Requirement 1 - Reproduce word for word the stretch of the contempt articulation from "The following facts" through "the same date.".
Requirement 2 - Rewrite the listing from the line containing "tag: dirt mound" through the line containing "140 121 L 72", requests included, and give only those lines. Scale each coordinate in the answers by 0.7, rounding to whole numbers with halves going up.

Supplied passage -
— START —
Connecticut Superior Court, Judicial District of Waterbury at Waterbury
Dec 8, 2003
2003 Ct. Sup. 14142 (Conn. Super. Ct. 2003)

Opinion

No. FA 84-0140744

December 8, 2003


ARTICULATION OF FINDINGS RE PLAINTIFF'S POSTJUDGMENT MOTION FOR CONTEMPT #118


This is an Articulation of the Family Support Magistrate's verbal Findings, entered on September 11, 2003. Five (5) years after the initiation of this Contempt proceeding, and on the Seventy-Second (72) Court hearing, and after the Defendant had been found in contempt and incarcerated on Ten (10) prior occasions, and after having reduced his arrearage by more than $13,000, on this arrearage only obligation, the undersigned concluded the contempt proceeding and found the Defendant to be in compliance with the allegations contained in the Contempt citation. The Petitioner has appealed the findings.

The Petitioner's Appeal is based upon the claim that the Office of Support Enforcement (`SES') informed her that this Magistrate refused to accept the Defendant's offer to pay $150 on September 11, 2003, and that the Family Support Magistrate denied SES's request to continue the matter to allow the Petitioner to be present. In response to the Defendant's offer to pay $150 on September 11, 2003, the SES officer stated: "We actually want a little more than $150." Transcript, page 4, lines 18-19. The Court agreed to continue the hearing for the Petitioner to be present. In response, the SES officer testified that she may not be able to notify the Petitioner for the continuance date. The request to continue the contempt and requirement of an appearance bond, all carrying the risk of the Defendant's potential incarceration, appeared to be punitive based upon the prior testimony of the SES officer that the Petitioner was in contact with the SES office every other day. Transcript, pp. 10-11, lines 27, 1-8; pp. 15-16, lines 18-27, 1-21.

The following facts are relevant to the Family Support Magistrate's Findings entered on September 11, 2003.

The Contempt citation is dated June 10, 1998. It alleges that the Defendant is under an order to pay to the Plaintiff the sum of $65 per week in current child support and $13 a week against an arrearage then owed to the Plaintiff. The total balance the Defendant owed in past due child support was alleged to be $36,595, as of June 9, 1998. It was alleged that he was $1,924 delinquent in his payments as of the same date.
— END —
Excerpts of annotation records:
— START —
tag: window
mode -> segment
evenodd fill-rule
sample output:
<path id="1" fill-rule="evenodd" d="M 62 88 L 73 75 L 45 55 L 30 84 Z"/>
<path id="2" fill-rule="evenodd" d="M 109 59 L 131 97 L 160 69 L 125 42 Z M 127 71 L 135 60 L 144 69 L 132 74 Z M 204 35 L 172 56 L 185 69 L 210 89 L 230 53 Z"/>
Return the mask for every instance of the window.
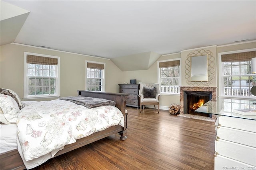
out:
<path id="1" fill-rule="evenodd" d="M 161 93 L 180 94 L 180 59 L 158 62 Z"/>
<path id="2" fill-rule="evenodd" d="M 256 85 L 256 74 L 251 73 L 251 59 L 255 57 L 256 51 L 220 55 L 221 96 L 246 98 L 253 96 L 250 89 Z"/>
<path id="3" fill-rule="evenodd" d="M 105 91 L 105 63 L 86 61 L 87 90 Z"/>
<path id="4" fill-rule="evenodd" d="M 24 53 L 24 98 L 59 96 L 59 57 Z"/>

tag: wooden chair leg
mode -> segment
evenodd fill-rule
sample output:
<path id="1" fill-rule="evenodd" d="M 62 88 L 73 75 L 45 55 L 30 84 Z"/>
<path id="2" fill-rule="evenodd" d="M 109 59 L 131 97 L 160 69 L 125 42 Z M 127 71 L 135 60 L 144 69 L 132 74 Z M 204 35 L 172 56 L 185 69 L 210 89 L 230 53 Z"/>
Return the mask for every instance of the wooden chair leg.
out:
<path id="1" fill-rule="evenodd" d="M 159 114 L 159 104 L 158 104 L 158 114 Z"/>

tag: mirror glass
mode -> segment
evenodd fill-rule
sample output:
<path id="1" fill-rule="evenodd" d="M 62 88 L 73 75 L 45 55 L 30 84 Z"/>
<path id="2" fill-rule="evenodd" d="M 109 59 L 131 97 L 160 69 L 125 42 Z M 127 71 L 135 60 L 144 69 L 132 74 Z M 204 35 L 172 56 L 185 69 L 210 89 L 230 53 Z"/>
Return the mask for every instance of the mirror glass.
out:
<path id="1" fill-rule="evenodd" d="M 190 81 L 208 81 L 208 55 L 191 57 Z"/>

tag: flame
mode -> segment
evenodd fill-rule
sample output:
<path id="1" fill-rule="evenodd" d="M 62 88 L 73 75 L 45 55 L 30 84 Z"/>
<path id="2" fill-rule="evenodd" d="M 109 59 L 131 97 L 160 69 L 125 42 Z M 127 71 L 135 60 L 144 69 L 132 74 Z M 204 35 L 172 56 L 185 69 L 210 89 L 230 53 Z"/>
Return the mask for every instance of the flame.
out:
<path id="1" fill-rule="evenodd" d="M 193 109 L 195 109 L 200 107 L 204 105 L 204 101 L 203 99 L 200 99 L 197 103 L 194 104 L 193 105 Z"/>

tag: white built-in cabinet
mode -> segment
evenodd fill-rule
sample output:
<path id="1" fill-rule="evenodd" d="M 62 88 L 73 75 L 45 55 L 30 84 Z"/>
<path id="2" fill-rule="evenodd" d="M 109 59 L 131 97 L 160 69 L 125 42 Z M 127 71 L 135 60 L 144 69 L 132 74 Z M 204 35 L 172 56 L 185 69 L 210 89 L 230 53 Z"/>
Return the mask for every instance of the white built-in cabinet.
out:
<path id="1" fill-rule="evenodd" d="M 218 115 L 215 125 L 214 169 L 256 169 L 256 120 Z"/>

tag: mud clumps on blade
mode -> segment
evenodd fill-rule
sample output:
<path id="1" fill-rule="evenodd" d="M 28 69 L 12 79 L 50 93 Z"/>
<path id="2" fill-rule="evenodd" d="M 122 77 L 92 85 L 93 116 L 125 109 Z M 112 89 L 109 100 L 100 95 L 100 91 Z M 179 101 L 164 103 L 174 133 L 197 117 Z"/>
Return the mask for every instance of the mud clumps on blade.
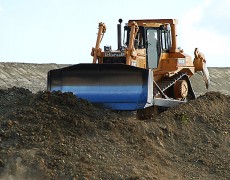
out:
<path id="1" fill-rule="evenodd" d="M 0 90 L 0 179 L 229 179 L 230 98 L 136 119 L 72 93 Z"/>

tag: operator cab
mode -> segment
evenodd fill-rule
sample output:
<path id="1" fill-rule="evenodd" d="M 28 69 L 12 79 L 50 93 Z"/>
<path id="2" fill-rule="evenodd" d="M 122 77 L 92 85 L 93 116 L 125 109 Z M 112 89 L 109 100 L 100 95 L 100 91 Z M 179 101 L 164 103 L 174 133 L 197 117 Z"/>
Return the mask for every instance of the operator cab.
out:
<path id="1" fill-rule="evenodd" d="M 124 39 L 126 39 L 124 44 L 128 46 L 131 28 L 126 25 L 124 30 Z M 170 26 L 139 26 L 134 44 L 135 49 L 146 49 L 147 67 L 150 69 L 155 69 L 158 67 L 161 53 L 169 52 L 172 47 Z"/>

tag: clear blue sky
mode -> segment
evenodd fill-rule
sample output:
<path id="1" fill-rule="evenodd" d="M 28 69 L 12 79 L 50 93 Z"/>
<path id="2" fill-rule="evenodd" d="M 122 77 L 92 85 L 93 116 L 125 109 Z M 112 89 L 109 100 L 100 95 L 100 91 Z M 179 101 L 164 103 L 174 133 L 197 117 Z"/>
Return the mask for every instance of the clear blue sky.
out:
<path id="1" fill-rule="evenodd" d="M 179 47 L 230 67 L 230 0 L 0 0 L 0 61 L 92 62 L 98 23 L 107 25 L 101 47 L 116 49 L 119 18 L 176 18 Z"/>

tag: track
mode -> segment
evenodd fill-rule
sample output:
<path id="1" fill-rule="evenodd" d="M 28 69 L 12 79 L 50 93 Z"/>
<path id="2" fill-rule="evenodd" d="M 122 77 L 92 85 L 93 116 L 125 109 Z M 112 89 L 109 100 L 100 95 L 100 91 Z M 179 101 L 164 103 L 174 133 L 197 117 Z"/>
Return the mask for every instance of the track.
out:
<path id="1" fill-rule="evenodd" d="M 191 85 L 191 81 L 189 77 L 185 73 L 178 73 L 172 77 L 166 77 L 163 78 L 162 80 L 157 82 L 157 85 L 161 89 L 162 92 L 166 92 L 170 87 L 173 87 L 173 85 L 178 81 L 178 80 L 186 80 L 188 83 L 188 94 L 189 94 L 189 99 L 195 99 L 195 93 Z M 161 93 L 160 91 L 155 87 L 154 88 L 154 97 L 159 96 Z"/>

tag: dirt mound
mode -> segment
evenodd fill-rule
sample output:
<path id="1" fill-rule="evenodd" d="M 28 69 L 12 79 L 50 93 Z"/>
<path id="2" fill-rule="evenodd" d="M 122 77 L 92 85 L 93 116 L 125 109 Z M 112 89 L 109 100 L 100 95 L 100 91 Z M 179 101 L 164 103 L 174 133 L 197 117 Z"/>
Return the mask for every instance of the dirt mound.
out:
<path id="1" fill-rule="evenodd" d="M 140 121 L 72 93 L 0 90 L 0 178 L 229 179 L 229 109 L 210 92 Z"/>

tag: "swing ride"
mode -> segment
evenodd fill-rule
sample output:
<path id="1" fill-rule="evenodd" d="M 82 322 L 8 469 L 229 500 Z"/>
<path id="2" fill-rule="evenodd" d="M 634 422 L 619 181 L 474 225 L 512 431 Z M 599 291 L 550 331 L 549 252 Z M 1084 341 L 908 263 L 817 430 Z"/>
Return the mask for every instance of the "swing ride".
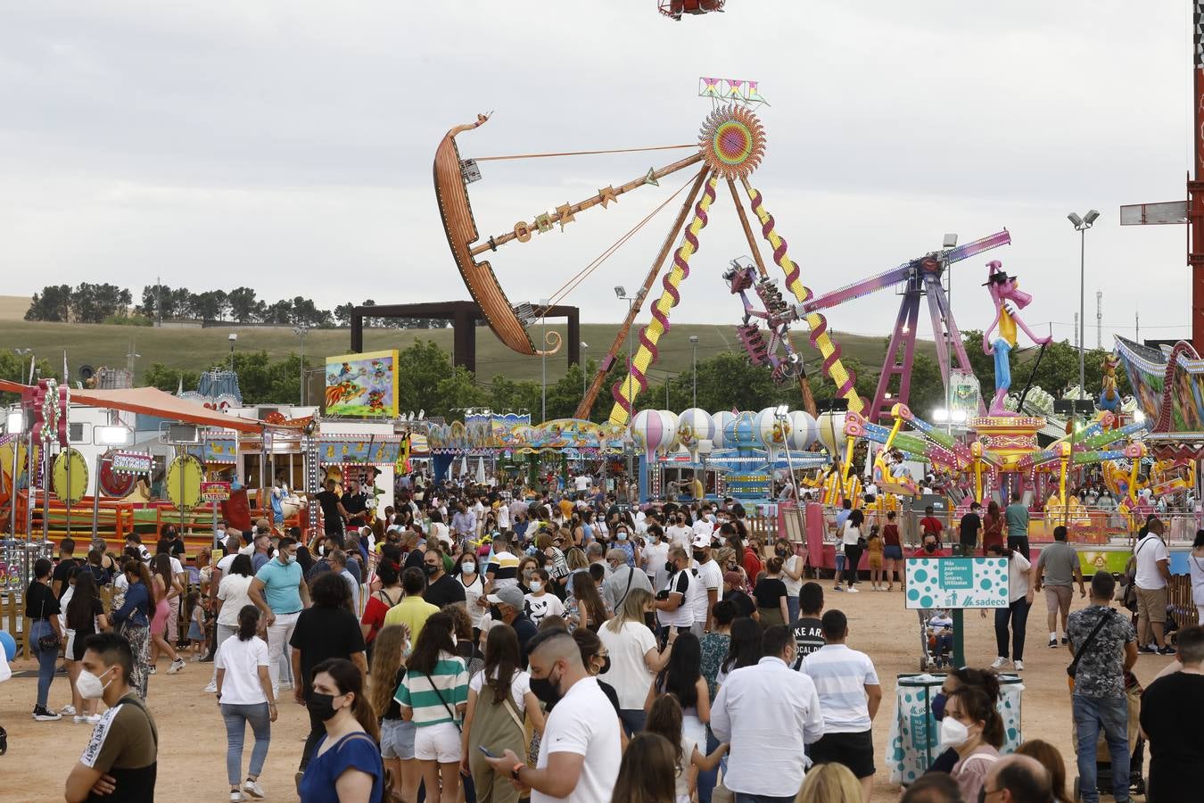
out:
<path id="1" fill-rule="evenodd" d="M 745 202 L 761 224 L 761 236 L 769 244 L 774 264 L 785 273 L 785 285 L 793 295 L 795 301 L 802 303 L 813 297 L 814 294 L 811 290 L 801 281 L 801 271 L 790 258 L 786 241 L 778 232 L 775 220 L 765 206 L 763 196 L 749 182 L 749 177 L 765 157 L 766 136 L 760 119 L 745 106 L 731 104 L 714 108 L 703 122 L 696 143 L 635 149 L 660 150 L 689 148 L 696 150 L 696 153 L 663 167 L 649 169 L 643 176 L 619 187 L 609 185 L 602 188 L 596 195 L 584 201 L 577 203 L 565 202 L 555 209 L 549 209 L 545 213 L 536 215 L 530 222 L 525 219 L 519 220 L 512 230 L 490 236 L 484 242 L 478 242 L 480 235 L 472 215 L 467 188 L 470 183 L 480 178 L 478 163 L 486 161 L 488 159 L 461 159 L 455 137 L 462 132 L 479 128 L 488 119 L 488 116 L 479 114 L 476 123 L 453 128 L 443 137 L 435 155 L 435 193 L 452 255 L 468 288 L 468 293 L 472 295 L 473 301 L 480 306 L 485 323 L 494 333 L 508 348 L 520 354 L 553 354 L 560 347 L 560 336 L 555 332 L 549 332 L 544 343 L 541 344 L 544 348 L 538 348 L 531 339 L 529 326 L 547 312 L 547 307 L 535 307 L 530 303 L 512 305 L 506 297 L 489 261 L 477 261 L 477 258 L 486 252 L 496 252 L 500 247 L 510 242 L 531 242 L 536 235 L 547 234 L 557 225 L 563 231 L 567 224 L 573 223 L 577 215 L 586 209 L 596 206 L 601 206 L 604 209 L 609 203 L 618 202 L 627 193 L 642 187 L 659 185 L 660 179 L 666 176 L 701 164 L 681 203 L 677 219 L 667 232 L 660 252 L 644 277 L 639 294 L 641 299 L 651 293 L 656 278 L 661 276 L 666 260 L 668 260 L 669 250 L 673 250 L 669 267 L 661 278 L 661 294 L 651 303 L 651 320 L 641 329 L 637 338 L 638 347 L 635 349 L 635 354 L 628 358 L 627 377 L 622 382 L 616 383 L 612 389 L 612 395 L 614 396 L 614 407 L 609 417 L 612 423 L 626 424 L 631 417 L 636 398 L 648 389 L 648 370 L 656 362 L 659 358 L 657 344 L 671 327 L 669 313 L 681 301 L 681 284 L 690 276 L 691 258 L 697 253 L 701 244 L 700 234 L 710 222 L 712 207 L 719 197 L 720 182 L 727 184 L 736 207 L 737 218 L 754 254 L 761 278 L 768 277 L 768 270 L 761 259 L 761 252 L 744 207 Z M 578 155 L 580 153 L 614 152 L 532 155 Z M 491 159 L 498 158 L 512 157 L 494 157 Z M 739 188 L 737 184 L 739 184 Z M 684 190 L 685 187 L 681 189 Z M 678 190 L 678 193 L 680 191 Z M 637 224 L 635 230 L 647 224 L 675 195 L 671 196 L 653 214 Z M 742 195 L 744 200 L 742 200 Z M 686 223 L 687 218 L 689 223 Z M 550 305 L 555 305 L 560 299 L 563 299 L 585 274 L 614 253 L 614 249 L 619 244 L 626 242 L 635 234 L 635 230 L 627 232 L 615 246 L 607 249 L 602 256 L 573 277 L 550 299 Z M 678 240 L 679 231 L 680 240 Z M 673 248 L 674 242 L 678 242 L 675 249 Z M 594 383 L 582 398 L 582 403 L 577 409 L 577 418 L 588 418 L 607 372 L 621 350 L 627 332 L 636 315 L 641 312 L 641 307 L 642 305 L 639 303 L 631 305 L 628 314 L 607 353 L 607 359 L 600 365 Z M 819 311 L 808 311 L 803 315 L 803 320 L 810 327 L 809 339 L 811 344 L 824 360 L 822 370 L 825 376 L 836 384 L 837 394 L 846 400 L 849 409 L 860 412 L 864 407 L 864 402 L 855 389 L 852 372 L 840 359 L 840 346 L 832 339 L 828 332 L 827 319 Z M 789 332 L 784 327 L 779 331 L 778 339 L 789 347 Z M 796 377 L 803 394 L 804 406 L 809 412 L 813 412 L 814 400 L 810 398 L 810 389 L 807 385 L 805 376 L 799 370 L 796 372 Z"/>

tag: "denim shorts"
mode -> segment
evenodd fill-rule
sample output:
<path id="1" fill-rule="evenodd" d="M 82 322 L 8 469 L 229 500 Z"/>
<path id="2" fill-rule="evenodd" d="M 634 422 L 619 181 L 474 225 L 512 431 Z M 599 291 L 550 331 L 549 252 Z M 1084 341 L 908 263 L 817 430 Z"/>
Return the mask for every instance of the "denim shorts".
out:
<path id="1" fill-rule="evenodd" d="M 406 720 L 380 720 L 380 757 L 414 757 L 414 732 L 418 728 Z"/>

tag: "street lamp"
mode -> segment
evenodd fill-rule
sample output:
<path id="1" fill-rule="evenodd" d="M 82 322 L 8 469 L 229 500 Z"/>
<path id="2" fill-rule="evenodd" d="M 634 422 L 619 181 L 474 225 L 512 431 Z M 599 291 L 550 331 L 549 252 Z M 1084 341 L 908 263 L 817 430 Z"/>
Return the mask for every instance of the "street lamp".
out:
<path id="1" fill-rule="evenodd" d="M 690 346 L 694 349 L 694 356 L 690 359 L 690 373 L 694 374 L 694 401 L 690 402 L 691 407 L 698 406 L 698 336 L 690 335 Z"/>
<path id="2" fill-rule="evenodd" d="M 1087 318 L 1084 305 L 1084 284 L 1086 282 L 1087 266 L 1087 229 L 1096 223 L 1096 218 L 1098 217 L 1099 212 L 1096 209 L 1088 209 L 1081 218 L 1074 212 L 1066 215 L 1067 220 L 1074 226 L 1074 230 L 1079 232 L 1079 398 L 1082 398 L 1082 395 L 1087 391 L 1082 367 L 1084 353 L 1087 350 Z"/>
<path id="3" fill-rule="evenodd" d="M 293 333 L 301 338 L 301 391 L 297 394 L 297 403 L 305 405 L 305 336 L 309 333 L 309 326 L 302 320 L 293 327 Z"/>
<path id="4" fill-rule="evenodd" d="M 590 362 L 590 344 L 585 341 L 582 341 L 582 398 L 585 398 L 585 366 Z M 589 413 L 585 415 L 589 418 Z"/>
<path id="5" fill-rule="evenodd" d="M 551 299 L 539 299 L 539 321 L 543 324 L 543 346 L 539 362 L 543 367 L 543 379 L 539 382 L 539 423 L 548 420 L 548 309 Z"/>

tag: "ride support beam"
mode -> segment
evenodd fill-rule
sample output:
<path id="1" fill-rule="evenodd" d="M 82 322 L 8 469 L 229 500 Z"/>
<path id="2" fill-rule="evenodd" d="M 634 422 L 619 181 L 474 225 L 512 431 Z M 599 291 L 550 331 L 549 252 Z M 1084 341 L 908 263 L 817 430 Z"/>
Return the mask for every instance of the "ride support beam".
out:
<path id="1" fill-rule="evenodd" d="M 707 181 L 708 169 L 703 167 L 698 171 L 698 177 L 694 179 L 694 187 L 690 188 L 690 193 L 685 196 L 685 201 L 681 203 L 681 209 L 678 212 L 678 217 L 674 219 L 673 225 L 669 228 L 668 232 L 665 235 L 665 242 L 661 243 L 661 249 L 656 252 L 656 258 L 653 259 L 651 267 L 648 268 L 648 274 L 644 277 L 643 290 L 641 295 L 647 296 L 651 289 L 653 284 L 656 283 L 656 277 L 660 276 L 661 268 L 665 266 L 665 259 L 668 256 L 669 250 L 673 248 L 673 243 L 677 242 L 678 232 L 681 226 L 685 225 L 685 218 L 690 214 L 690 207 L 694 206 L 695 199 L 698 197 L 698 191 L 702 189 L 702 183 Z M 602 390 L 602 383 L 606 382 L 607 373 L 610 371 L 610 365 L 614 362 L 615 356 L 622 350 L 624 343 L 627 339 L 627 332 L 631 331 L 631 325 L 636 321 L 636 315 L 639 314 L 642 305 L 631 305 L 627 311 L 627 317 L 622 319 L 622 326 L 614 336 L 614 342 L 610 344 L 610 349 L 598 364 L 598 370 L 594 374 L 594 382 L 590 383 L 589 390 L 582 396 L 580 403 L 577 406 L 577 412 L 573 414 L 574 418 L 586 419 L 590 418 L 590 411 L 594 408 L 594 402 L 597 400 L 598 391 Z M 580 338 L 578 338 L 579 341 Z M 572 348 L 572 338 L 569 338 L 569 348 Z"/>

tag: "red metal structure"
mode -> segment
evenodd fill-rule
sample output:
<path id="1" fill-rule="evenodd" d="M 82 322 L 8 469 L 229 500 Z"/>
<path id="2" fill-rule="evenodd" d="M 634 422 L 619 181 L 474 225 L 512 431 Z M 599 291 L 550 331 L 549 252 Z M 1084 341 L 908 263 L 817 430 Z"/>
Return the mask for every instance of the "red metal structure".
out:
— END —
Exercise result 1 -
The following facts are relevant to the Family Support Magistrate's Findings entered on September 11, 2003.

The Contempt citation is dated June 10, 1998. It alleges that the Defendant is under an order to pay to the Plaintiff the sum of $65 per week in current child support and $13 a week against an arrearage then owed to the Plaintiff. The total balance the Defendant owed in past due child support was alleged to be $36,595, as of June 9, 1998. It was alleged that he was $1,924 delinquent in his payments as of the same date.

Exercise result 2 -
tag: dirt mound
mode -> segment
evenodd fill-rule
sample output:
<path id="1" fill-rule="evenodd" d="M 28 69 L 12 79 L 50 93 Z"/>
<path id="2" fill-rule="evenodd" d="M 122 77 L 92 85 L 93 116 L 125 109 Z M 112 89 L 109 100 L 100 95 L 100 91 Z M 179 101 L 164 103 L 174 133 L 197 117 Z"/>
Return the mask for every instance of the dirt mound.
out:
<path id="1" fill-rule="evenodd" d="M 98 85 L 50 65 L 0 63 L 0 125 L 160 125 L 160 76 L 147 64 Z"/>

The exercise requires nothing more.